Reproduce the items below as a numbered list with one line per entry, skipping any blank lines. Leave the pictures out of your answer.

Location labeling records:
--
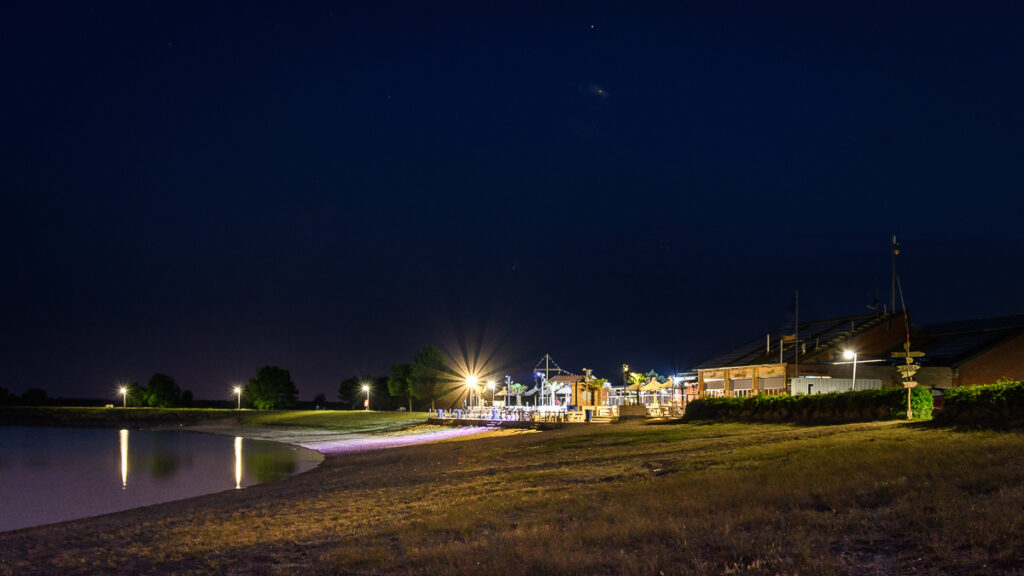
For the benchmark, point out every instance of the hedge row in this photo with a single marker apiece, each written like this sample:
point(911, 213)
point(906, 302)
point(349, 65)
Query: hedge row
point(886, 404)
point(994, 406)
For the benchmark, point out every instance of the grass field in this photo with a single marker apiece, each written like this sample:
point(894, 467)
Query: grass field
point(725, 498)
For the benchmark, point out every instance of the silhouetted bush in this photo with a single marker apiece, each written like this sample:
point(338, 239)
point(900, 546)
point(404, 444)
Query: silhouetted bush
point(886, 404)
point(993, 406)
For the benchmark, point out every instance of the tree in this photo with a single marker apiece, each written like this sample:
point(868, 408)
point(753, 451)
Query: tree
point(136, 394)
point(272, 387)
point(638, 379)
point(6, 398)
point(351, 387)
point(654, 375)
point(163, 392)
point(401, 384)
point(430, 371)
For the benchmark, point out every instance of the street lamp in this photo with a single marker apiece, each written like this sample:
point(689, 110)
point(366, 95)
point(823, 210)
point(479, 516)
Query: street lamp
point(852, 355)
point(471, 384)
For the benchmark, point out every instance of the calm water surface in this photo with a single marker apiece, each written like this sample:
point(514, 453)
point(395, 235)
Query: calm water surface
point(53, 475)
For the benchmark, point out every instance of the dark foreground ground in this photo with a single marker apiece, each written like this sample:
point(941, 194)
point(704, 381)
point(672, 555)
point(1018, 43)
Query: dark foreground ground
point(878, 498)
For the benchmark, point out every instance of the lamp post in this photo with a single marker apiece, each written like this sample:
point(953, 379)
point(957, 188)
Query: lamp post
point(852, 355)
point(471, 384)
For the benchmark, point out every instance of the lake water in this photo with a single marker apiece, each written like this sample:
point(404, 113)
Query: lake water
point(53, 475)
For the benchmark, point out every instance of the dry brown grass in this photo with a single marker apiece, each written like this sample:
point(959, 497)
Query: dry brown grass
point(879, 498)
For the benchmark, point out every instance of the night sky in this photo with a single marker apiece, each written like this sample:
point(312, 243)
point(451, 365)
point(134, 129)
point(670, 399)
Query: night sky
point(203, 190)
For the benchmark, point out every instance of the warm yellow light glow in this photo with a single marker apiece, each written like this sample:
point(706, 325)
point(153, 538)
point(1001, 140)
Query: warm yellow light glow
point(124, 458)
point(238, 462)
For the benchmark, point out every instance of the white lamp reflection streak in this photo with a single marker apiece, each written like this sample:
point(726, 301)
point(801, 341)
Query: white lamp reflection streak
point(238, 462)
point(124, 458)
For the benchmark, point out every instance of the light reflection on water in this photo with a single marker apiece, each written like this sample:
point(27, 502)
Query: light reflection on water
point(53, 475)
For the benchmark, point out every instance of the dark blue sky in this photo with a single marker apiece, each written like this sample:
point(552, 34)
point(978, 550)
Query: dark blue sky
point(202, 190)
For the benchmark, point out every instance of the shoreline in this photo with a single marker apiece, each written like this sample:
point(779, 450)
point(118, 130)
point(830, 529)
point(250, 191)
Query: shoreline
point(331, 443)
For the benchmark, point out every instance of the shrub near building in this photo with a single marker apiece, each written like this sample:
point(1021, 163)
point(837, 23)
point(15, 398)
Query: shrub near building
point(886, 404)
point(996, 406)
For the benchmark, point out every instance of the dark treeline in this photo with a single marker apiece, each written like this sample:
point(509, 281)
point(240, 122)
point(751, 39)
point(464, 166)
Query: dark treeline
point(417, 384)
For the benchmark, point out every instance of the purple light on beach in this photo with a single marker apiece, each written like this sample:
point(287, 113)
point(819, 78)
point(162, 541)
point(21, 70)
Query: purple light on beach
point(365, 444)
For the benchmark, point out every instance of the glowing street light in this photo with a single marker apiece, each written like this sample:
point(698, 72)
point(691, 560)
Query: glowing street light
point(852, 355)
point(471, 384)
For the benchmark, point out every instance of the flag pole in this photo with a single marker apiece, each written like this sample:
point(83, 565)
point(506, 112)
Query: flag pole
point(796, 331)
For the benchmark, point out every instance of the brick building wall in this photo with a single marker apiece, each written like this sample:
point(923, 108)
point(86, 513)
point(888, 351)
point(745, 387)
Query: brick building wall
point(1006, 361)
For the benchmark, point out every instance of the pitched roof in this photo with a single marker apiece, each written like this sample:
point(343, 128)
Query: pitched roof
point(951, 343)
point(815, 336)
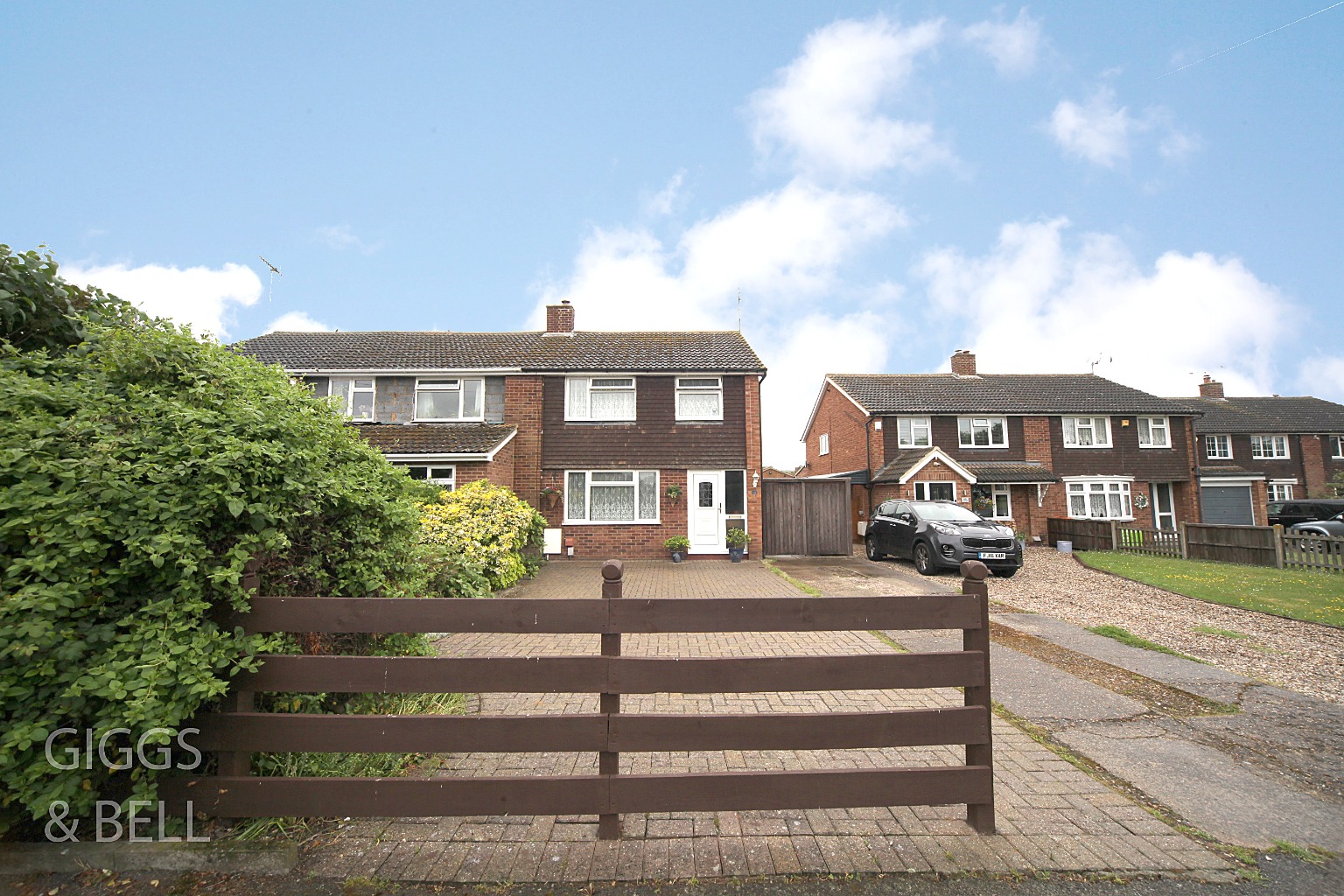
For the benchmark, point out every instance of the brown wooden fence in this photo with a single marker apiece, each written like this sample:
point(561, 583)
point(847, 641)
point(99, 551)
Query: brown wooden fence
--
Finished task –
1. For the benchmark, point out every instance of the hedge row in this photo with a single marker apiece, each written like this sample:
2. point(911, 213)
3. point(906, 302)
4. point(349, 65)
5. Query: hedge row
6. point(886, 404)
7. point(994, 406)
8. For the benchmark, point out every instance of the grass field in this photo with a single marker apiece, each written like this sample:
9. point(894, 467)
10. Query: grass field
11. point(725, 498)
12. For the benchmark, point out every instance of the silhouetted bush in this photo with a single marker apiece, each written like this sample:
13. point(338, 239)
14. point(900, 546)
15. point(404, 444)
16. Query: silhouetted bush
17. point(886, 404)
18. point(993, 406)
19. For the benchmark, point out every instance of the tree in this photo with a single marker apiece, each written like this sample:
20. point(868, 408)
21. point(753, 451)
22. Query: tree
23. point(136, 394)
24. point(272, 387)
25. point(638, 379)
26. point(6, 398)
27. point(351, 387)
28. point(654, 375)
29. point(163, 392)
30. point(401, 384)
31. point(430, 371)
32. For the benchmark, point out every instance of the street lamp in this photo with a single marker apiece, each written like this sample:
33. point(689, 110)
34. point(366, 95)
35. point(823, 210)
36. point(479, 516)
37. Query: street lamp
38. point(852, 355)
39. point(471, 384)
40. For the benchmark, point out every instance of the calm water surface in this photo with a single marker apiece, each written like this sample:
41. point(514, 453)
42. point(395, 235)
43. Query: calm water surface
44. point(53, 475)
45. For the benchmark, point out every instance of the dark foreground ground in this photo with a single marker apiece, each written like this sample:
46. point(941, 194)
47. point(704, 381)
48. point(672, 555)
49. point(1018, 43)
50. Query: dark foreground ground
51. point(878, 498)
52. For the benchmark, point out every instance of the lamp post in this photo with a single marker apiece, each written like this sample:
53. point(953, 379)
54. point(957, 188)
55. Query: lamp post
56. point(852, 355)
57. point(471, 384)
58. For the benchmark, point out every instance of the lake water in this photo with a single marker apiece, each written like this sample:
59. point(404, 113)
60. Query: lake water
61. point(53, 475)
62. For the benchmark, point out every instance of the dry brown grass in this photo with a single marker apiece, each written like this sample:
63. point(959, 497)
64. Query: dry brown grass
65. point(879, 498)
66. For the benchmark, point out every instance of the night sky in this photo with a single marker apiece, each written like this sample:
67. point(312, 243)
68. point(451, 365)
69. point(134, 129)
70. point(670, 399)
71. Query: night sky
72. point(203, 190)
73. For the benchmark, point out every instance of the warm yellow light glow in this photo with a single marker apiece, each written like this sample:
74. point(706, 325)
75. point(153, 538)
76. point(1001, 140)
77. Query: warm yellow light glow
78. point(124, 458)
79. point(238, 462)
80. For the benchmark, point out every instance of the white lamp reflection streak in this photo with a single marker apiece, each written like this sample:
81. point(726, 301)
82. point(801, 341)
83. Query: white lamp reflection streak
84. point(238, 462)
85. point(124, 458)
86. For the benchmark, point out every instance of the light reflection on water in this photo with a single marker apiece, each written like this sample:
87. point(27, 502)
88. Query: light reflection on water
89. point(53, 475)
90. For the benchmark, point out every instance of the dark blue sky in this photo with a single marker apiece, each written like this sample:
91. point(552, 34)
92. point(978, 550)
93. Query: dark blue sky
94. point(202, 190)
95. For the benchmark, point out every instance of the shoreline in this photo with a single marker apiece, each written like this sample:
96. point(779, 450)
97. point(118, 130)
98. point(830, 529)
99. point(250, 191)
100. Query: shoreline
101. point(331, 443)
102. For the benchmark, point out every instance of the shrub near building in this photo with a single marker apiece, each written like this sample:
103. point(1021, 163)
104. point(837, 23)
105. point(15, 398)
106. Query: shrub near building
107. point(886, 404)
108. point(996, 406)
109. For the benchmark, point out every instance of the dark treeline in this photo with a single marker apiece, each written like this sample:
110. point(509, 281)
111. point(240, 122)
112. point(751, 39)
113. point(464, 166)
114. Query: dark treeline
115. point(417, 384)
116. For the benchmark, point out every instance of the purple light on beach in this photo with a single marker apiece, each written like this sample:
117. point(287, 113)
118. point(819, 78)
119. point(162, 541)
120. point(21, 70)
121. Query: purple light on beach
122. point(365, 444)
123. For the benchmark, point out every instance of the glowing street light in this photo with a single marker apiece, each written like this sample:
124. point(698, 72)
125. point(691, 560)
126. Query: glowing street light
127. point(852, 355)
128. point(471, 384)
129. For the benchmark, point out every instance of the flag pole in this photo with a single marker apiece, each written like this sample:
130. point(83, 565)
131. point(506, 112)
132. Query: flag pole
133. point(796, 331)
134. For the benchmark, point out every instance of the brick building wall in this photo with a single marker apiece, each written like this sample:
135. point(923, 108)
136. point(86, 513)
137. point(888, 351)
138. point(745, 387)
139. Query: brick building wall
140. point(1006, 361)
141. For the benchmark, point out every instance of the pitched roof in this photo with a single marker apiece, each written like this sample:
142. point(343, 128)
143. Query: pitched roof
144. point(951, 343)
145. point(815, 336)
146. For the benchmark, point out every instance of the brown wooden fence in this photo with a single marker apiece, each written like this sample:
147. point(561, 583)
148. point(847, 641)
149. point(99, 551)
150. Query: brown wooden fence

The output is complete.